WHAT TO WORK ON » Set down exactly the lines below, starting at the one that contains "[[450, 559]]" and ending at the one that contains "[[751, 622], [996, 556], [267, 663]]", with both of those lines included and nothing else.

*** DATASET RECORDS Section Begins ***

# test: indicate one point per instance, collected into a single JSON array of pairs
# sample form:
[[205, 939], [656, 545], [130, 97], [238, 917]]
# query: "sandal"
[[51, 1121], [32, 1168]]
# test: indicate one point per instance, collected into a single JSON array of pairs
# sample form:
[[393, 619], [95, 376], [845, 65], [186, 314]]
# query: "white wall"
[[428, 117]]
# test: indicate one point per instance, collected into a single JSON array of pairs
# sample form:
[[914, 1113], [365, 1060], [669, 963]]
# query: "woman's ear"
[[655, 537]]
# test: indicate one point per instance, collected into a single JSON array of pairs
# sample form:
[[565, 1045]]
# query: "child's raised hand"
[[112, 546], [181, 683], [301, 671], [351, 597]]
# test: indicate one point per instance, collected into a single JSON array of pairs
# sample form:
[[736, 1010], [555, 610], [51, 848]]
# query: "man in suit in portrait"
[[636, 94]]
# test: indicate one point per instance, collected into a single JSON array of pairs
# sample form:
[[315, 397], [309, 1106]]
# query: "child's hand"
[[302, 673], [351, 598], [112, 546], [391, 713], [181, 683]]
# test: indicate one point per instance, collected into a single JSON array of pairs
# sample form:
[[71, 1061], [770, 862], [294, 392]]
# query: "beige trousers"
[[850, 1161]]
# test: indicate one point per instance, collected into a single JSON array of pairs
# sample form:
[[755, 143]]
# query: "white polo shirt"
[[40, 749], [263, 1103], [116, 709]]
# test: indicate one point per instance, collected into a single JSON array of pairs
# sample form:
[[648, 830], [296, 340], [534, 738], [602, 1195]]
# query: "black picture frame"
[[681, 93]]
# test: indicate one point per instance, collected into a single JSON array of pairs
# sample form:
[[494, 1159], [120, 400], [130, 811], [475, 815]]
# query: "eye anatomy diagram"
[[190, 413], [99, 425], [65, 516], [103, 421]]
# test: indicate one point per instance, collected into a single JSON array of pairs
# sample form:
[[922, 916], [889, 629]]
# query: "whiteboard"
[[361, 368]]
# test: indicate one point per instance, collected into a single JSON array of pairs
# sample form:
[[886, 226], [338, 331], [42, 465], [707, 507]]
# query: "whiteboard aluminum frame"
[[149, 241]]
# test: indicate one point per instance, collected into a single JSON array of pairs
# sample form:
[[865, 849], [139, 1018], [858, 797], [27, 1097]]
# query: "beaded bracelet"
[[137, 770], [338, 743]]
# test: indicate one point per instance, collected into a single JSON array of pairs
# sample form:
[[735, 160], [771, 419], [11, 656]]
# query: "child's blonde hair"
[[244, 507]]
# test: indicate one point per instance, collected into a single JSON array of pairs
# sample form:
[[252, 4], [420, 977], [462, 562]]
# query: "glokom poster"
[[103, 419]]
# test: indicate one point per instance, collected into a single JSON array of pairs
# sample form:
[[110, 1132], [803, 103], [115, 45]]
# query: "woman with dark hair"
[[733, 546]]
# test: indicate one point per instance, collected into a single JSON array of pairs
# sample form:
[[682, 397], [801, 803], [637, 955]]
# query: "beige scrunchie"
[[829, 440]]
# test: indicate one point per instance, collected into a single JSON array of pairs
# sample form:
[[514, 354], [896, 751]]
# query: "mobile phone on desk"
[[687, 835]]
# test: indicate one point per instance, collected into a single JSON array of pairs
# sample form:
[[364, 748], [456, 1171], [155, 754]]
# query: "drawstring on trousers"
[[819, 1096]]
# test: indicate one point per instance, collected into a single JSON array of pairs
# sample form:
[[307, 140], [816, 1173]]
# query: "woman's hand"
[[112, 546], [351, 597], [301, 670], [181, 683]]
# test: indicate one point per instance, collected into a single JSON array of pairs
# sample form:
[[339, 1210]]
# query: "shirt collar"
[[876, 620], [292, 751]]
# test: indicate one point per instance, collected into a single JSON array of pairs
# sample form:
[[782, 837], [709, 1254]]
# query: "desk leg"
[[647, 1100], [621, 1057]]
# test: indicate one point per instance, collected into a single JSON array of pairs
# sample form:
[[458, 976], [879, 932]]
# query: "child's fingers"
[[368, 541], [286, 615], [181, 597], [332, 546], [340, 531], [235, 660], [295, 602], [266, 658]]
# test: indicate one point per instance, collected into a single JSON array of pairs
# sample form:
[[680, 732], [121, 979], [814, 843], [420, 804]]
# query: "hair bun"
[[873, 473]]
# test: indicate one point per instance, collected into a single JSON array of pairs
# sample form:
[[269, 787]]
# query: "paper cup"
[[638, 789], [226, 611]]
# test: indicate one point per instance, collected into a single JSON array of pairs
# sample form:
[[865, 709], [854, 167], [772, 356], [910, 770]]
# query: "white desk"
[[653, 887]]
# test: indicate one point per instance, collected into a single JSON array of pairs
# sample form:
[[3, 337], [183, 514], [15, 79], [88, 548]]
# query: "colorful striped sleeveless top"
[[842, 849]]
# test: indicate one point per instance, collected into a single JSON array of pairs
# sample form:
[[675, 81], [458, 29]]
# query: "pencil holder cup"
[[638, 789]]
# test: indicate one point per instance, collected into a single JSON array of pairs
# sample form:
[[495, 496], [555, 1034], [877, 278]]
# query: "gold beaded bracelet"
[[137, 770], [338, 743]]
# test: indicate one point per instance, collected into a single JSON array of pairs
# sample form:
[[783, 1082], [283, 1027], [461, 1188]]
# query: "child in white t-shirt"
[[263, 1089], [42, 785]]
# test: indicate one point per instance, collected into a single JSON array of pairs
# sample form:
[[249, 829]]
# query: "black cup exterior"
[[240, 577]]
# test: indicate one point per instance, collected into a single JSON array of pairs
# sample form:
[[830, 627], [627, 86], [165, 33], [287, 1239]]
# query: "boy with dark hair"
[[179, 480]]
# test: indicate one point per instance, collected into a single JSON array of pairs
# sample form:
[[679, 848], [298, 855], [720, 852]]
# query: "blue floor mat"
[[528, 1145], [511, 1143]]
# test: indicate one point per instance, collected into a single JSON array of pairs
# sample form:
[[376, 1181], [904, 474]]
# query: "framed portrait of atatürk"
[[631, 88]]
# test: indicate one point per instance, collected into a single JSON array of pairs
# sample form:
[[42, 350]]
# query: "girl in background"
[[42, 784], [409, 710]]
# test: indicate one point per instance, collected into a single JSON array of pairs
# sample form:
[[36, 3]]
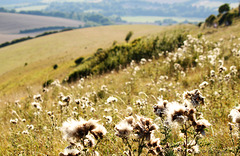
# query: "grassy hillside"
[[11, 24], [63, 48], [148, 108]]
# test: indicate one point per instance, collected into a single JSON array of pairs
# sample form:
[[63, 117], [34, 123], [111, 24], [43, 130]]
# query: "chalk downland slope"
[[11, 24], [42, 53]]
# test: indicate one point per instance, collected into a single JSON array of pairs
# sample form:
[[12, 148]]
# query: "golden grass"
[[63, 48]]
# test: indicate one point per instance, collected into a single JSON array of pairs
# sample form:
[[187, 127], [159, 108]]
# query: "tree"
[[129, 35], [224, 8]]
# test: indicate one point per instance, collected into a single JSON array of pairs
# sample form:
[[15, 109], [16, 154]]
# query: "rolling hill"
[[11, 24], [42, 53]]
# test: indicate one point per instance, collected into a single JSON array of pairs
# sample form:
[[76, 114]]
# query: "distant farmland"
[[11, 24]]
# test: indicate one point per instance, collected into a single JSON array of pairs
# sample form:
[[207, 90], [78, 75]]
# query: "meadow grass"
[[152, 19], [213, 60], [63, 48]]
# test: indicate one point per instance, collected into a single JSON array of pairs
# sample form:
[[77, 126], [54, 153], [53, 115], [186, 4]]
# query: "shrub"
[[79, 60], [129, 35], [224, 8], [47, 83]]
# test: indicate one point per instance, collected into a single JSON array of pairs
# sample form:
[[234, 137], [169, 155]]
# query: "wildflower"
[[233, 70], [222, 69], [129, 110], [70, 152], [30, 127], [89, 141], [111, 100], [132, 64], [203, 85], [25, 132], [194, 96], [50, 113], [177, 112], [104, 88], [160, 108], [177, 66], [227, 77], [37, 105], [74, 130], [154, 142], [108, 118], [144, 128], [60, 103], [143, 61], [66, 99], [75, 108], [38, 97], [201, 125], [92, 109], [45, 90], [99, 132], [14, 121], [212, 73], [123, 129], [77, 101]]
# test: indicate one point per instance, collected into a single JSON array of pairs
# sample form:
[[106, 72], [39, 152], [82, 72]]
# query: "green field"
[[31, 8], [179, 102], [152, 19], [41, 54]]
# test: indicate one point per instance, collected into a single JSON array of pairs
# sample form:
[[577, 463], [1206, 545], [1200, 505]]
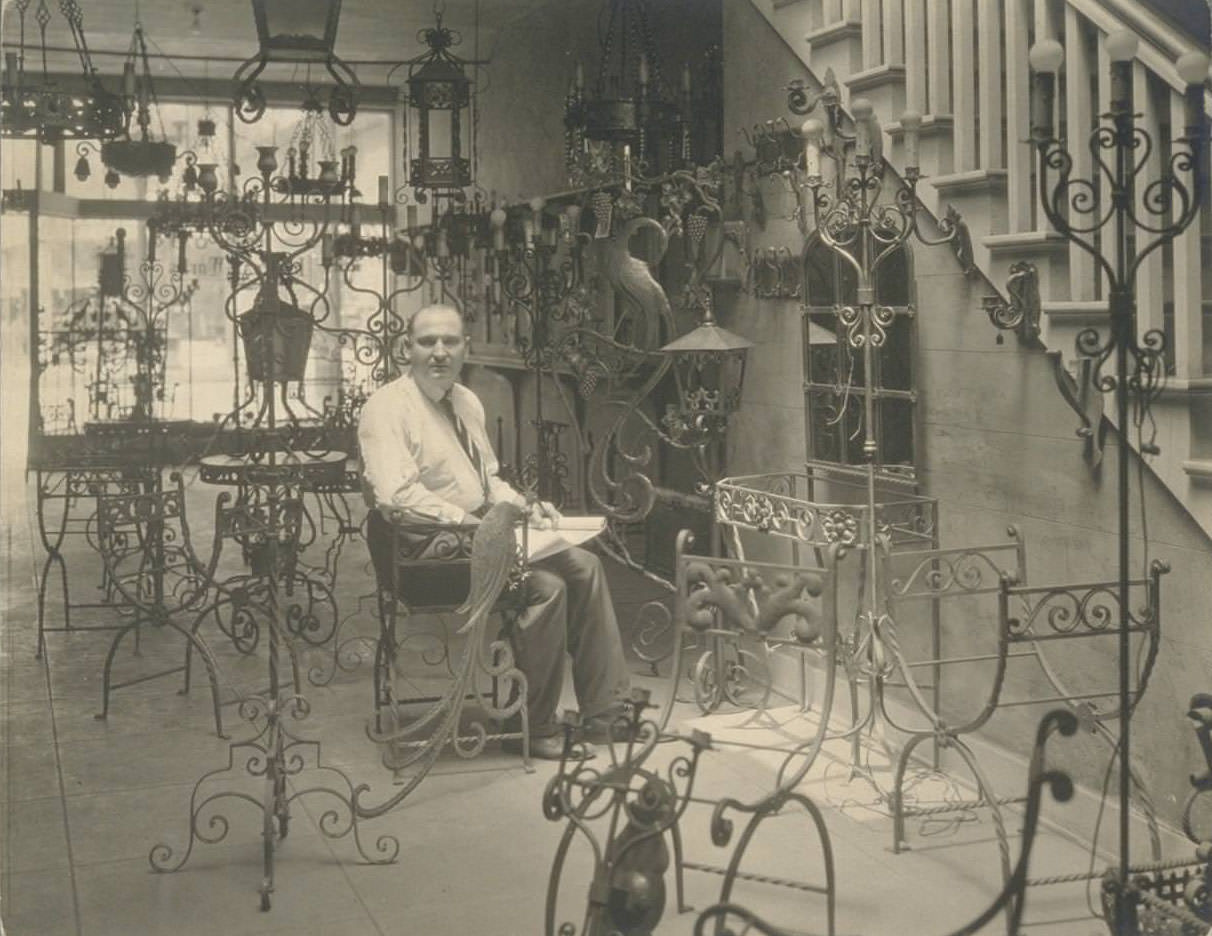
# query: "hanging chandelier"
[[142, 155], [627, 121], [312, 138], [35, 107], [292, 32]]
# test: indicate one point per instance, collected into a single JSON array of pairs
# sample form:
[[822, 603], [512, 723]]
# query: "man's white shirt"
[[412, 458]]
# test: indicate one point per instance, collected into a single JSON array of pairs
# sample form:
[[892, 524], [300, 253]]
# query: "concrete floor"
[[83, 802]]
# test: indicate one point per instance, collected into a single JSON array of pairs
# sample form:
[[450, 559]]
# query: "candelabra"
[[863, 232], [1119, 217], [121, 331], [266, 258], [539, 274]]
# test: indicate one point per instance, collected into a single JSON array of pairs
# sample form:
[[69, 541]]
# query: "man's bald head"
[[436, 348]]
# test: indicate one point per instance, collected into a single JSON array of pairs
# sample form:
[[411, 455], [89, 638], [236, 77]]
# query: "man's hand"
[[543, 515]]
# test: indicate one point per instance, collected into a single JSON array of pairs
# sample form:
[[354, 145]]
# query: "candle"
[[910, 125], [497, 218], [536, 206], [812, 132], [1193, 68], [1045, 60], [862, 110]]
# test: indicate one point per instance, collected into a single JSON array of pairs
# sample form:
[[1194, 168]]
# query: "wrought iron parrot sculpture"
[[493, 553]]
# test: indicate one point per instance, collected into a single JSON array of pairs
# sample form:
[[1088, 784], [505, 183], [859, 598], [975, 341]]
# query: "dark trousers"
[[567, 611]]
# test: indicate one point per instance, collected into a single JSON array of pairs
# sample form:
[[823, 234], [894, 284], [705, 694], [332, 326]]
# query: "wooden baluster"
[[1188, 269], [962, 28], [891, 16], [1149, 285], [938, 76], [916, 57], [873, 28], [1080, 119], [1109, 235], [1019, 154], [989, 103]]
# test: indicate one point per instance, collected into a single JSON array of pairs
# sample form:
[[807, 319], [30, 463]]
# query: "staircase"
[[962, 64]]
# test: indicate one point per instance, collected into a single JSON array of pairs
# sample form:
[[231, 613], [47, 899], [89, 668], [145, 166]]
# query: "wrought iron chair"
[[150, 565], [1022, 626], [424, 569], [792, 605]]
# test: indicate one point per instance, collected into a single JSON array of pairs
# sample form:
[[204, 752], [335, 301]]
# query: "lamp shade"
[[297, 29], [276, 338], [709, 366]]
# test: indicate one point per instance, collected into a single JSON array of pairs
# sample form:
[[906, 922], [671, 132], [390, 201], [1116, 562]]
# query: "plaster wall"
[[996, 447]]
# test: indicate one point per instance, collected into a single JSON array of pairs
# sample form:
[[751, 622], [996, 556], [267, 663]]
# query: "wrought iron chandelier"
[[627, 120], [36, 107], [296, 33]]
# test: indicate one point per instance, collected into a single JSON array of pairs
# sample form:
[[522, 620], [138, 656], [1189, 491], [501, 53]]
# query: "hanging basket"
[[276, 340]]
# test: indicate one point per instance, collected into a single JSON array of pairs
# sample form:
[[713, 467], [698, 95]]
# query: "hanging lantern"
[[709, 366], [296, 30], [440, 121], [137, 155]]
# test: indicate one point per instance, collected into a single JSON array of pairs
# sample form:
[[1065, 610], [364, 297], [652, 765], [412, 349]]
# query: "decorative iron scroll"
[[771, 503]]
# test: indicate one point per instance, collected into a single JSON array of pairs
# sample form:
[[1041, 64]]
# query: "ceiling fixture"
[[440, 119], [35, 107], [293, 32], [627, 121]]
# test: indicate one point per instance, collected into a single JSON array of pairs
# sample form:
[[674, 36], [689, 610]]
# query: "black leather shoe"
[[548, 748], [612, 725]]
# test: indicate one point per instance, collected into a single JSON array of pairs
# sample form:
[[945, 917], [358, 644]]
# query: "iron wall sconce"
[[1021, 313]]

*** DATASET RECORDS Section Ends ***

PROBLEM SOLUTION »
[[450, 559]]
# query: "candelabra"
[[863, 232], [1119, 217], [121, 331], [266, 258], [539, 274]]
# test: indicate one point per instance, collected into a single JSON array of pairs
# sample form:
[[69, 541]]
# query: "man's bald head"
[[436, 348]]
# test: indicate one point per instance, collected into a single JSON array of pairs
# sample form:
[[411, 455], [89, 638], [236, 77]]
# query: "man's hand"
[[543, 515]]
# test: indicate one point per instance, collected into a single JSON array of pairs
# sample form:
[[354, 145]]
# query: "candle"
[[910, 125], [497, 218], [536, 206], [812, 132], [1193, 68], [1045, 60], [862, 110]]
# test: indicate one point per instance, collected into a single JSON array of pairs
# sample form:
[[1194, 168]]
# query: "wrought iron parrot sculpture"
[[493, 553]]
# test: indicate one point per instance, collected into a single JSON array of pairs
# sample form:
[[1088, 784], [505, 183], [859, 598], [975, 341]]
# query: "dark trousers"
[[567, 611]]
# test: indicate one point per instance, collected into a single JSON array of pairs
# sample form:
[[823, 234], [894, 284], [705, 694], [332, 326]]
# query: "wooden baluster"
[[1188, 269], [962, 28], [891, 16], [1149, 285], [938, 76], [916, 57], [873, 28], [1080, 119], [1109, 235], [1019, 154], [989, 103]]
# test: indicate one point per instance, collected into a single JSON array of pairs
# sample form:
[[807, 319], [30, 463]]
# query: "staircase"
[[962, 64]]
# test: indicate one point per instance, collected into a single JSON array of pairs
# sample form:
[[231, 613], [47, 899], [89, 668], [145, 166]]
# query: "wrought iron chair"
[[150, 565], [1022, 626], [424, 569], [792, 605]]
# test: indicate one point per instance, collected into a single JSON array of pairs
# sample form:
[[204, 752], [335, 301]]
# query: "lamp shade"
[[297, 29], [276, 338], [709, 366]]
# test: indicate one point per instance, collected into a single JSON array of pairs
# sample form:
[[906, 922], [671, 132], [390, 201], [1116, 562]]
# query: "plaster wall"
[[996, 447]]
# test: indicate one point per instance, collected into a single JSON array of pairs
# sample form:
[[751, 622], [996, 556], [267, 663]]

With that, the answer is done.